**What you are asked to do**.
In the records below, change each "instance" to "occurrence" and leave everything else unchanged.

**Records to process**.
-------
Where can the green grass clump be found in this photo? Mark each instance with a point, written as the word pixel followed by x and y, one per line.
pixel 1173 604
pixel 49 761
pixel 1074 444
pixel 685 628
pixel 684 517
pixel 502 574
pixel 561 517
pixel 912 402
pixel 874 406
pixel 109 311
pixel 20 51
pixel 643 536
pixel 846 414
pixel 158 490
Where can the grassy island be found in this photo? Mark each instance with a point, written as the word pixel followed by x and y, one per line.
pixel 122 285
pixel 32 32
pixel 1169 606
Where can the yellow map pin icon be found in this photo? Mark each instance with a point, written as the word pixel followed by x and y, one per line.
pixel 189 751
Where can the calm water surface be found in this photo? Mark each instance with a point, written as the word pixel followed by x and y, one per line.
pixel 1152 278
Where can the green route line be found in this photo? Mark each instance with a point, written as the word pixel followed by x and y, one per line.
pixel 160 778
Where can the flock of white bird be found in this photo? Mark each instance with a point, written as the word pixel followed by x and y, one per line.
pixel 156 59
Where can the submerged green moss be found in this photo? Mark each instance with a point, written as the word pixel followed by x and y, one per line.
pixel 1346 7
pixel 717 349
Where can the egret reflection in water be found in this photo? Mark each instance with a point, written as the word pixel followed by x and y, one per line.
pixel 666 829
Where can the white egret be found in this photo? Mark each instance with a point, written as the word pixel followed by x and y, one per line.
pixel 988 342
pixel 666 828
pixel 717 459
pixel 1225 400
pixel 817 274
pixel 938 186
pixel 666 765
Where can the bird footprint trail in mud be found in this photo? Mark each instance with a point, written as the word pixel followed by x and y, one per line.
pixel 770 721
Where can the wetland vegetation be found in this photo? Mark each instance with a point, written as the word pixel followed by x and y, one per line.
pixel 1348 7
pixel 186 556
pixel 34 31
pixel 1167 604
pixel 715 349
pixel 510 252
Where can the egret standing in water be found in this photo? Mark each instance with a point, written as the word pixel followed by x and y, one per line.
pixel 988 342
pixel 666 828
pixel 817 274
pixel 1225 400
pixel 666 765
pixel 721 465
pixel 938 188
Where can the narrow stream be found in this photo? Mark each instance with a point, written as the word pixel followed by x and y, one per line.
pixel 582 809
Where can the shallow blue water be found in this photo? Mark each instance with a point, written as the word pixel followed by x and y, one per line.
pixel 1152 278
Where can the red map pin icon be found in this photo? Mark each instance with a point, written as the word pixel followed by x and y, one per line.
-------
**Complete answer**.
Where can the green grass clump be found in this photo? Mark each occurrence with a point, written as the word pixel followed by x and y, one per line.
pixel 1173 604
pixel 49 761
pixel 1074 444
pixel 685 628
pixel 684 517
pixel 502 574
pixel 561 517
pixel 912 402
pixel 874 406
pixel 109 311
pixel 20 51
pixel 643 536
pixel 846 414
pixel 158 490
Where can the grassy island be found in this photo? Mark each occurrence with a point, written as the word pixel followed by x and y, one per line.
pixel 122 285
pixel 32 32
pixel 1169 606
Where can the yellow map pin icon be found in this photo? Mark each occurrence with a point, written as the word pixel followed by x and y, one per line.
pixel 189 751
Where can the calm water surface be found in this photo? Mark each occurrence with a point, written as the word pixel followed by x and y, one per line.
pixel 1152 278
Where can the green route line be found in this photo? Mark each occurrence with a point, written as the word pixel followed by x and y, one per line.
pixel 160 778
Where can the flock of white bird be found in this photo? Mark each occurrence with a point, written as the word pixel followed by x and y, one per line.
pixel 156 59
Where can the submerged green moss be found in this photo? Mark each occurrence with a point, written as the word pixel followed by x and y, one per line.
pixel 1346 7
pixel 717 349
Where can the egret reflection in water be found in this photo? Mark each occurrence with a point, written as the word pixel followed by x and y, one per line.
pixel 666 829
Where can the white egret be found in this photo? Mark each occurrence with a point, written as the word pixel followed by x and y, one per line.
pixel 988 342
pixel 666 828
pixel 717 459
pixel 1225 400
pixel 817 274
pixel 938 186
pixel 666 765
Where can the bird footprint trail in mud be found in this photo? Mark each occurrence with a point, written as the word pixel followed by x and y, one per line.
pixel 770 721
Where can the wetland vegetation be found in this photo? Mark each occurrence with a point, written as the word pixel followed by x and y, one per line.
pixel 1348 7
pixel 186 556
pixel 34 31
pixel 1167 604
pixel 715 349
pixel 510 252
Where can the egret standing in water be found in this photo? Mark each occurrence with a point, written as the word pixel followed by x and y, one per line.
pixel 988 342
pixel 666 828
pixel 817 274
pixel 1225 400
pixel 666 765
pixel 721 465
pixel 938 188
Where can the narrow stream be found in this photo? Mark each occurrence with a point, written as the word pixel followed by x and y, one per line.
pixel 582 809
Where can the shallow blue water be found in this photo? Mark each occurrence with a point, written as the word pixel followed by x and y, one per line.
pixel 1152 278
Where can the red map pin icon be found in this photo? Mark each occurrence with a point, written as the word pixel followed by x and y, one per line.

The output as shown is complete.